PROBLEM DESCRIPTION:
Return each line of the records holding the string "leaf".

Excerpts from a dataset
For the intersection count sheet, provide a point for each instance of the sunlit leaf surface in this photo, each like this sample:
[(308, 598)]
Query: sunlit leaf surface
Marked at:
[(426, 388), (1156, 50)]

SOLUTION TO THIS PROBLEM:
For the intersection count sheet, provide a point for each instance of the sunlit leaf surface in this photo, each like this sample:
Query: sunlit leaf surface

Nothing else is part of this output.